- Instructions to follow: Word for word, repeat each entry that follows.
══ Records for the exercise ══
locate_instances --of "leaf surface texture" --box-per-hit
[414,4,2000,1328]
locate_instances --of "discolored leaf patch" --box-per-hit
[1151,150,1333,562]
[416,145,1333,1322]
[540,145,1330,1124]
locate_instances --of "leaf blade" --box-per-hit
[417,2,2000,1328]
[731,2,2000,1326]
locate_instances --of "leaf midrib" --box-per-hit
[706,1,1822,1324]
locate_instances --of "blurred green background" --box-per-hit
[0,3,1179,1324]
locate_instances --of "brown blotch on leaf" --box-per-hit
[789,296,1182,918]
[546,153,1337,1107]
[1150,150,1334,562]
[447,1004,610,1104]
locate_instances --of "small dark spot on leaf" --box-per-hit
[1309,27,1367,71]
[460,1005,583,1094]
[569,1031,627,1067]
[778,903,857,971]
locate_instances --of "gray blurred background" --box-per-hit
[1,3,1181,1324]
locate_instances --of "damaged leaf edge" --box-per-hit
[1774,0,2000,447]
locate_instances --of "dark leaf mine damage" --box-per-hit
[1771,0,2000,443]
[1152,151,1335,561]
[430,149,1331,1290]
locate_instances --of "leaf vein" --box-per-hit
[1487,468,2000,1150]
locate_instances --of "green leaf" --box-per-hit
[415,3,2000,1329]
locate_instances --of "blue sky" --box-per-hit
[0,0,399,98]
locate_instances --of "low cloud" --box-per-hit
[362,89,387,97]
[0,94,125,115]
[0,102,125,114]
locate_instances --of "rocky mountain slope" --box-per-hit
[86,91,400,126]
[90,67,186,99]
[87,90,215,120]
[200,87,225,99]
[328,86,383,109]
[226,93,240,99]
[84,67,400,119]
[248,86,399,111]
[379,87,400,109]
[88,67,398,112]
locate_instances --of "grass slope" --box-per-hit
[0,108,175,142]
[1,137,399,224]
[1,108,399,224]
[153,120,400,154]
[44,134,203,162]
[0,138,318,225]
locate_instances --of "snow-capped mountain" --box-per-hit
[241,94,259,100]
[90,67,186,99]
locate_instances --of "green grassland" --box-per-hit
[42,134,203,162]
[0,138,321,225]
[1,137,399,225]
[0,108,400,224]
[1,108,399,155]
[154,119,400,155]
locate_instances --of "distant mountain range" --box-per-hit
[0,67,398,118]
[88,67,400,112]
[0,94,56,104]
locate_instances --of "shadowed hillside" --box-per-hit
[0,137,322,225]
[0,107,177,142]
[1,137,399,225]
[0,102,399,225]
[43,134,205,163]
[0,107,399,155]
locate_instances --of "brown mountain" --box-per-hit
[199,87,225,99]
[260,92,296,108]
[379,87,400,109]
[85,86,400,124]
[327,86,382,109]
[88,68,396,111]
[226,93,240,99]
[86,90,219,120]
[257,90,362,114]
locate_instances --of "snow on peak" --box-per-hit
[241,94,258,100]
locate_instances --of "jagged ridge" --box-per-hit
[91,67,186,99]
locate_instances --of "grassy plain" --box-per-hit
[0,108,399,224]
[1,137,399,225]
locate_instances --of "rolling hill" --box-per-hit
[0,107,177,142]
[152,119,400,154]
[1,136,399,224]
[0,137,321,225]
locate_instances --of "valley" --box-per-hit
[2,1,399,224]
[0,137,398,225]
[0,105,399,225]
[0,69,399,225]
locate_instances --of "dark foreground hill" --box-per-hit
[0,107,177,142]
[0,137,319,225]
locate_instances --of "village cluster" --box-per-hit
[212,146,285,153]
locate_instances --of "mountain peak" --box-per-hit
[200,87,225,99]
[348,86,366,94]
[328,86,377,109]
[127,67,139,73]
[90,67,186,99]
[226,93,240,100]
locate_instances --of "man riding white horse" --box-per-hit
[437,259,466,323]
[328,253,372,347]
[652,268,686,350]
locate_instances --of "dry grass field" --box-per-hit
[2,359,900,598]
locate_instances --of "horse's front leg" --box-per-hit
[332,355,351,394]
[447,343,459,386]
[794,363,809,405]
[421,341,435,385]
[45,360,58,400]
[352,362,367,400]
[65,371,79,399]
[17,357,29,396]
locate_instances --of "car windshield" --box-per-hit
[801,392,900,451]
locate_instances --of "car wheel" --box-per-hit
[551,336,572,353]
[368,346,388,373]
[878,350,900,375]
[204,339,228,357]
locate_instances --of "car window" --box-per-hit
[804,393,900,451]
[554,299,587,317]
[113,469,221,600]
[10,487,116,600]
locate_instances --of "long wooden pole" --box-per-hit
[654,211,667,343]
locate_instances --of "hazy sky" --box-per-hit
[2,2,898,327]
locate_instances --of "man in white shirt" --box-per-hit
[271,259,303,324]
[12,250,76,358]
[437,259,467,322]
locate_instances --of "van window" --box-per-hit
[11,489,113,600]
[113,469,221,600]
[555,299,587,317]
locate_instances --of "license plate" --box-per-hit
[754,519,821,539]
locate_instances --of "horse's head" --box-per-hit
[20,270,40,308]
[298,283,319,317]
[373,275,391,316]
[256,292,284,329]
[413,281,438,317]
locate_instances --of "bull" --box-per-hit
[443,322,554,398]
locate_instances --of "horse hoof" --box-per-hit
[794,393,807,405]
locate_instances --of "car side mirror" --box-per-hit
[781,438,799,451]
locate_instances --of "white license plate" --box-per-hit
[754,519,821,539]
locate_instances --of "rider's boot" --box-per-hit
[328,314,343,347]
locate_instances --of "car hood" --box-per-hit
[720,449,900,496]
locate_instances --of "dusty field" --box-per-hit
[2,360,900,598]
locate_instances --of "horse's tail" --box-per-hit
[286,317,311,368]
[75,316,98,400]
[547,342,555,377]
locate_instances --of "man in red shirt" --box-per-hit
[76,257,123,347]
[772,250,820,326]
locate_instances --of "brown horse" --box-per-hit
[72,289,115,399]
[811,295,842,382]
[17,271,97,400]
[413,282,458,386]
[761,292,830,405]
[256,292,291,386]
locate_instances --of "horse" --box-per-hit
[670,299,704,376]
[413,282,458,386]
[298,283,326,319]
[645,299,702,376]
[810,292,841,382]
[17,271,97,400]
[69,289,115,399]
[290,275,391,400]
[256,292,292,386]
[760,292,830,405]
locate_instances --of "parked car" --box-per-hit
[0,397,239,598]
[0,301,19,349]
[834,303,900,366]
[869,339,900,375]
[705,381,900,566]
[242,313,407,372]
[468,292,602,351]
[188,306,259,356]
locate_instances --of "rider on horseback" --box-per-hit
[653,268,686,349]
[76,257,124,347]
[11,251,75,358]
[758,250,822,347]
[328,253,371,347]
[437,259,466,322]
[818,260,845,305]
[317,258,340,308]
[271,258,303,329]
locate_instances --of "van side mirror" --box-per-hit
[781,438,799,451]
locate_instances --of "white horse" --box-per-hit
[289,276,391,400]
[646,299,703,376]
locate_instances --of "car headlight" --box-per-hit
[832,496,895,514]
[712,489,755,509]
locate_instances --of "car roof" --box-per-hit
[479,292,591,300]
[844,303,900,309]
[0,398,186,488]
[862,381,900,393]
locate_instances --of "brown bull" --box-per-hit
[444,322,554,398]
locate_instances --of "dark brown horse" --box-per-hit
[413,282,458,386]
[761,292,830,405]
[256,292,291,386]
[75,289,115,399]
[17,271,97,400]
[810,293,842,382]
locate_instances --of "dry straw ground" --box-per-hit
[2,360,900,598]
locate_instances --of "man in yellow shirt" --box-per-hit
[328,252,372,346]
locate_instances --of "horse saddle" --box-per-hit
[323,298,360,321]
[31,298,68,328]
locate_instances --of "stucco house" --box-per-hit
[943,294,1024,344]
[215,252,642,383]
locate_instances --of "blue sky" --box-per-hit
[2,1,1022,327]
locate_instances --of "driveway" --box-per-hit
═══
- Output of the task:
locate_instances --of "leaf surface texture" --box-per-hit
[414,4,2000,1328]
locate_instances --of "discolored leaf patch" --box-per-hit
[1151,150,1333,562]
[416,145,1333,1322]
[540,145,1330,1124]
locate_instances --of "leaf blade" --box-per-hit
[417,2,2000,1328]
[731,2,2000,1326]
locate_instances --of "leaf midrib" --box-per-hit
[706,1,1822,1324]
locate_instances --of "blurred green background" --box-per-hit
[0,3,1179,1324]
locate_instances --of "brown blotch on leaf" --box-per-hit
[789,296,1182,918]
[546,153,1337,1107]
[1150,150,1334,562]
[447,1004,610,1104]
locate_instances --of "small dark spot on leaf" --box-per-hit
[1309,27,1367,71]
[460,1005,583,1094]
[569,1031,627,1067]
[778,903,857,971]
locate_instances --of "gray blurred background" --box-per-hit
[1,3,1181,1324]
locate_instances --of "damaged leaf edge" --box-per-hit
[1774,0,2000,447]
locate_instances --of "dark leaf mine damage" --box-per-hit
[1771,0,2000,443]
[1152,151,1335,561]
[430,149,1331,1290]
locate_instances --of "leaf vein" --box-per-hit
[1487,468,2000,1150]
locate_instances --of "green leaf" --box-per-hit
[415,3,2000,1329]
locate_instances --of "blue sky" --box-per-hit
[0,0,399,98]
locate_instances --of "low cloud" --box-per-hit
[362,89,387,97]
[0,94,125,115]
[0,102,125,114]
locate_instances --of "rocky mountain slope" --box-per-hit
[86,91,400,126]
[90,67,186,99]
[87,90,215,120]
[200,87,225,99]
[328,86,383,109]
[226,93,240,99]
[84,67,400,119]
[248,86,399,111]
[379,87,400,109]
[88,67,398,112]
locate_instances --of "grass slope" --box-per-hit
[0,108,175,142]
[1,137,399,224]
[1,108,399,224]
[153,120,400,154]
[44,134,203,162]
[0,138,318,225]
locate_instances --of "snow-capped mountain" --box-per-hit
[241,94,259,100]
[90,67,186,99]
locate_instances --of "green grassland" --box-per-hit
[42,134,203,162]
[0,138,321,225]
[1,137,399,225]
[0,108,400,224]
[1,108,399,155]
[154,119,400,155]
locate_instances --of "distant mountain range" --box-per-hit
[0,67,398,118]
[88,67,400,112]
[0,94,56,104]
locate_instances --of "shadowed hillside" --box-per-hit
[0,137,322,225]
[0,107,177,142]
[1,137,399,225]
[0,102,399,225]
[43,134,205,163]
[0,107,399,155]
locate_instances --of "brown mountain" --box-per-hit
[199,87,225,99]
[260,92,296,108]
[379,87,400,109]
[85,86,400,124]
[327,86,382,109]
[88,68,396,111]
[226,93,240,99]
[86,90,219,120]
[257,90,362,114]
locate_instances --of "snow on peak" --box-per-hit
[241,94,258,100]
locate_instances --of "jagged ridge" --box-per-hit
[91,67,186,99]
locate_instances --of "grassy plain" --box-per-hit
[0,108,399,224]
[1,137,399,225]
locate_instances --of "rolling hill" --box-per-hit
[0,107,177,142]
[152,119,400,154]
[1,136,399,224]
[0,137,321,225]
locate_instances --of "valley" --box-per-hit
[2,1,399,224]
[0,137,398,225]
[0,105,399,225]
[0,69,399,225]
locate_instances --of "dark foreground hill" --box-per-hit
[0,107,177,142]
[0,137,319,225]
locate_instances --of "village cluster" --box-per-hit
[212,146,285,153]
locate_instances --of "mountain peak" --box-per-hit
[200,87,225,99]
[348,86,366,94]
[328,86,377,109]
[127,67,139,73]
[90,67,186,99]
[226,93,240,100]
locate_instances --of "man riding white horse" --box-per-hit
[437,259,466,323]
[328,253,372,347]
[652,268,686,350]
locate_instances --of "dry grass field" --box-per-hit
[2,359,900,598]
locate_instances --of "horse's front leg" --box-per-hit
[332,355,351,394]
[447,343,459,386]
[794,363,809,405]
[421,341,435,385]
[45,360,58,400]
[352,362,367,400]
[65,371,79,399]
[17,357,29,396]
locate_instances --of "car windshield" --box-per-hit
[801,392,900,451]
locate_instances --of "car wheel" --box-per-hit
[551,336,572,353]
[368,346,388,373]
[878,350,900,375]
[204,339,228,357]
locate_instances --of "car window" --box-per-hit
[804,393,900,451]
[554,299,587,317]
[113,469,221,600]
[10,487,116,600]
locate_instances --of "long wooden pole" --box-per-hit
[654,211,667,343]
locate_instances --of "hazy sky" --box-per-hit
[2,2,898,327]
locate_instances --of "man in white shirt" --box-per-hit
[271,259,303,324]
[12,250,76,358]
[437,259,467,322]
locate_instances --of "van window" --box-per-hit
[11,489,113,600]
[113,469,221,600]
[555,299,587,317]
locate_instances --of "license plate" --box-per-hit
[754,519,821,539]
locate_instances --of "horse's head" --box-per-hit
[20,270,40,308]
[298,283,319,317]
[373,275,391,316]
[256,292,284,329]
[413,281,438,317]
locate_instances --of "bull" --box-per-hit
[443,322,554,398]
locate_instances --of "horse hoof" --box-per-hit
[794,393,807,405]
locate_instances --of "car side mirror" --box-per-hit
[781,438,799,451]
locate_instances --of "white license plate" --box-per-hit
[754,519,821,539]
locate_instances --of "rider's boot" --box-per-hit
[328,314,343,347]
locate_instances --of "car hood" --box-per-hit
[720,449,900,496]
locate_instances --of "dusty field" --box-per-hit
[2,360,900,598]
locate_instances --of "horse's tail" --box-per-hit
[286,317,311,368]
[75,316,98,400]
[547,342,555,377]
locate_instances --of "man in red shirt" --box-per-hit
[76,257,123,347]
[772,250,820,326]
locate_instances --of "brown horse" --box-per-hit
[72,289,115,399]
[811,295,842,382]
[17,271,97,400]
[413,282,458,386]
[761,292,830,405]
[256,292,291,386]
locate_instances --of "horse" --box-per-hit
[670,299,704,376]
[413,282,458,386]
[298,283,326,319]
[645,299,702,376]
[810,292,841,382]
[17,271,97,400]
[69,289,115,399]
[290,275,391,400]
[256,292,292,386]
[760,292,830,405]
locate_instances --of "parked car" --box-per-hit
[0,397,239,598]
[0,301,19,349]
[834,303,900,366]
[869,339,900,375]
[705,381,900,566]
[242,313,407,372]
[468,292,602,351]
[188,306,259,356]
locate_instances --of "rider on horseback" --box-per-hit
[653,268,686,349]
[76,257,124,347]
[11,251,75,358]
[758,250,822,347]
[328,253,371,347]
[437,259,466,322]
[818,260,845,305]
[317,258,340,308]
[271,258,303,329]
locate_instances --of "van side mirror" --box-per-hit
[781,438,799,451]
locate_instances --of "white horse" --box-per-hit
[289,276,391,400]
[646,299,703,376]
locate_instances --of "car headlight" --box-per-hit
[832,496,895,514]
[712,489,755,509]
locate_instances --of "car roof" --box-per-hit
[479,292,591,300]
[844,303,900,309]
[0,398,186,488]
[862,381,900,393]
locate_instances --of "brown bull" --box-per-hit
[444,322,554,398]
locate_instances --of "dark brown horse" --box-per-hit
[413,282,458,386]
[761,292,830,405]
[256,292,291,386]
[75,289,115,399]
[17,271,97,400]
[810,293,842,382]
locate_instances --of "dry straw ground" --box-per-hit
[2,360,900,598]
locate_instances --of "man in yellow shirt" --box-per-hit
[328,252,372,346]
locate_instances --of "horse saddle" --box-per-hit
[323,298,360,321]
[31,298,68,328]
locate_instances --of "stucco house" --box-per-hit
[943,294,1024,344]
[215,252,642,383]
locate_instances --of "blue sky" --box-per-hit
[2,1,1022,327]
locate_instances --of "driveway" --box-per-hit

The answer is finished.